**DER TEXT:**
..............................
Statt Miete Blumen gießen

UNTERVERSORGUNG Kiel und Hamburg wollen Studierende bei Senioren oder Familien wohnen lassen, um so der Wohnraumknappheit entgegenzuwirken. Die Idee: kostenlose Zimmer gegen Haushaltshilfe

„Krass unterversorgt“ mit Wohnheimplätzen sei Schleswig-Holstein, sagt Benjamin Raschke, Studierendenvertreter im Studentenwerk. Nur für sechs Prozent der landesweit 50.000 Studierenden gibt es Wohnheimzimmer – im Bundesschnitt sind es zwölf. Nun setzt das Studentenwerk auf das Modell „Wohnen gegen Hilfe“, das im Norden unter dem maritimen Titel „Hand gegen Koje an Land“ daherkommt.

Dabei erhalten Studierende kostenlos ein Zimmer bei älteren Leuten oder Familien und verpflichten sich im Gegenzug, Haus- oder Gartenarbeiten zu leisten. Einrichtungen unter dem Dach der Wohlfahrtsverbände könnten sich nach Vorstellung des Studentenwerks ebenfalls beteiligen. Auch Hamburg erwägt ein solches Modell.
..............................
**DEINE AUFGABEN:**
1. Gib jede Zeile der Datensätze zurück, in der die Zeichenfolge „front“ vorkommt.
2. Schreib den Text über „Wohnen gegen Hilfe“ nach seinem letzten Satz weiter.
Der Text über „Wohnen gegen Hilfe“ und die Datensätze haben nichts miteinander zu tun.

Datensätze aus einer Datenquelle
..............................
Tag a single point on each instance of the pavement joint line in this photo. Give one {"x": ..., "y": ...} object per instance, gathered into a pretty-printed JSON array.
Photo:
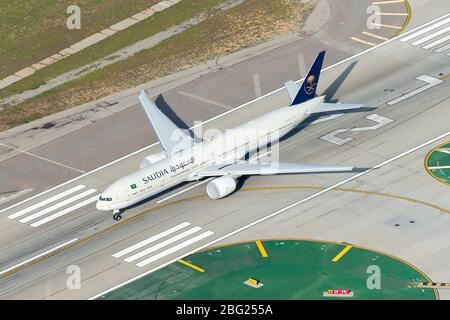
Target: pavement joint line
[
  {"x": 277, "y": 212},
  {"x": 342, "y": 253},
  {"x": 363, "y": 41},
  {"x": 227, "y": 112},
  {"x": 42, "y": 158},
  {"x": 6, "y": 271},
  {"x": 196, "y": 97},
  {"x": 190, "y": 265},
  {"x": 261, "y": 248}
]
..............................
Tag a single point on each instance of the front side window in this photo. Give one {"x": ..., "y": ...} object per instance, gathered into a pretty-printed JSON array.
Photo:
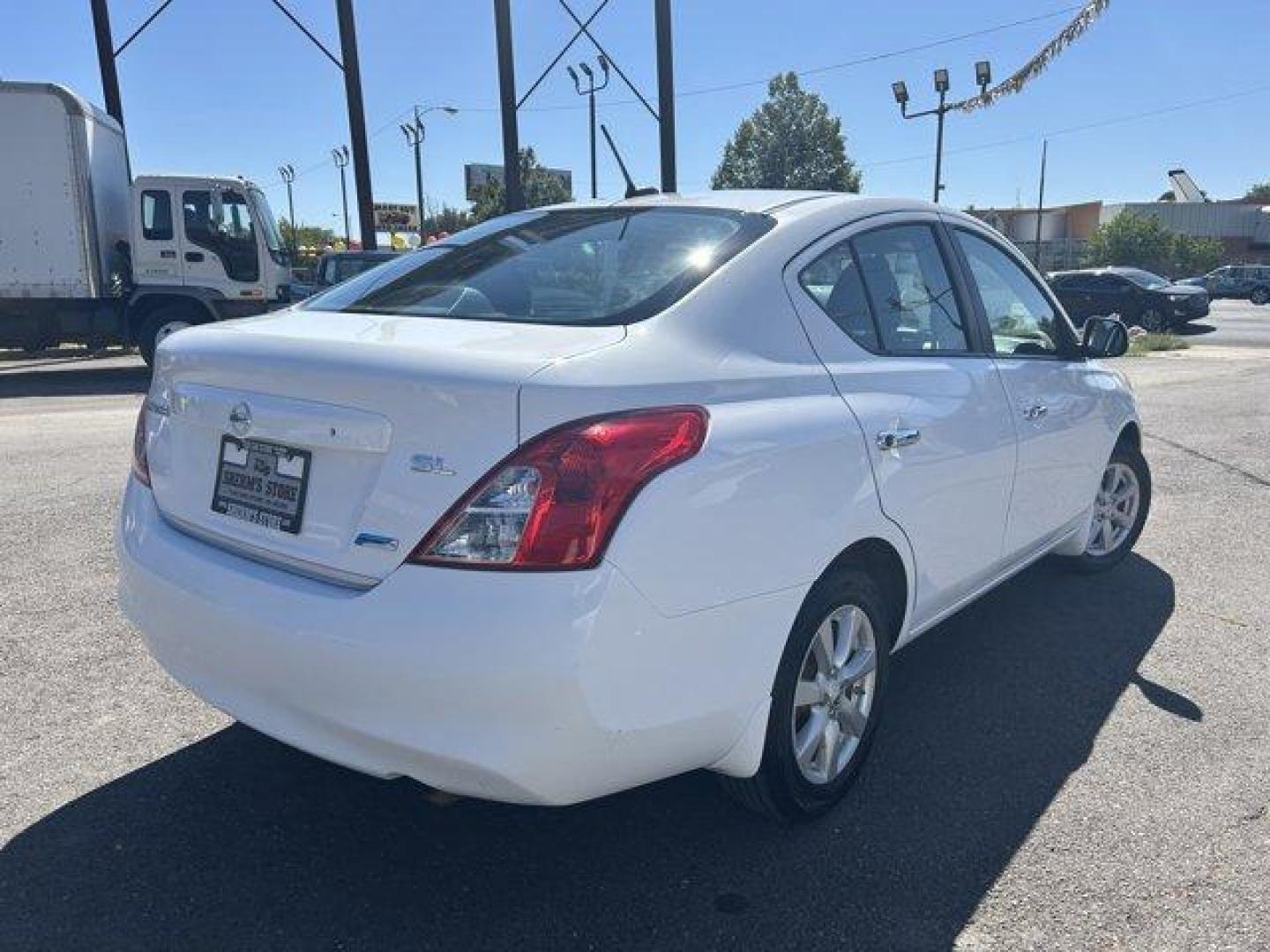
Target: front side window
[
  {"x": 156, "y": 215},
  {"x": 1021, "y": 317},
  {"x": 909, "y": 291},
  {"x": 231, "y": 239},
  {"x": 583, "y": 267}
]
..............................
**ERGEBNISSE JE AUFGABE:**
1.
Tag a single point on each instance of the front side window in this photo. Give one {"x": ..., "y": ...} object per instance, gathered into a pretty-printed JSON array.
Target: front side window

2.
Die Initiative, Studierende privat unterzubringen, wird das Dauerproblem, bezahlbaren Wohnraum zu schaffen, vermutlich nicht lösen: „Wir hoffen auf eine Zahl im zweistelligen Bereich“, sagt Raschke. Bundesweit existieren „Wohnen gegen Hilfe“-Angebote nach Angaben des Studentenwerks in 14 Städten. Besonders erfolgreich ist es in Freiburg, wo rund 240 Studierende privat untergebracht sind.

Um Studierende und Zimmer-Anbieter zusammenzubringen, hat das Studentenwerk Fragebögen entworfen. Die Stadt Kiel, die Allgemeinen Studierenden Ausschüsse (Asten) und der Hausbesitzerverband „Haus und Grund“ unterstützen den Vorstoß. Neben der rein praktischen Unterbringung geht es auch um einen Weg, Nachbarschaftshilfen zu organisieren und eine Brücke zwischen den Generationen zu bauen. Damit kein Streit aufkommt, ist festgelegt, dass pro Quadratmeter Wohnraum eine Stunde Arbeit im Monat geleistet wird, sagt Astrid Dürkoop vom Studentenwerk. Die Wohlfahrtsverbände, die das Studentenwerk ebenfalls ansprechen will, sind aber skeptisch: „In den Einrichtungen stehen keine leeren Wohnungen oder Unterkünfte zur Verfügung“, sagt Michael van Bürk, Sprecher des Diakonischen Landesverbandes.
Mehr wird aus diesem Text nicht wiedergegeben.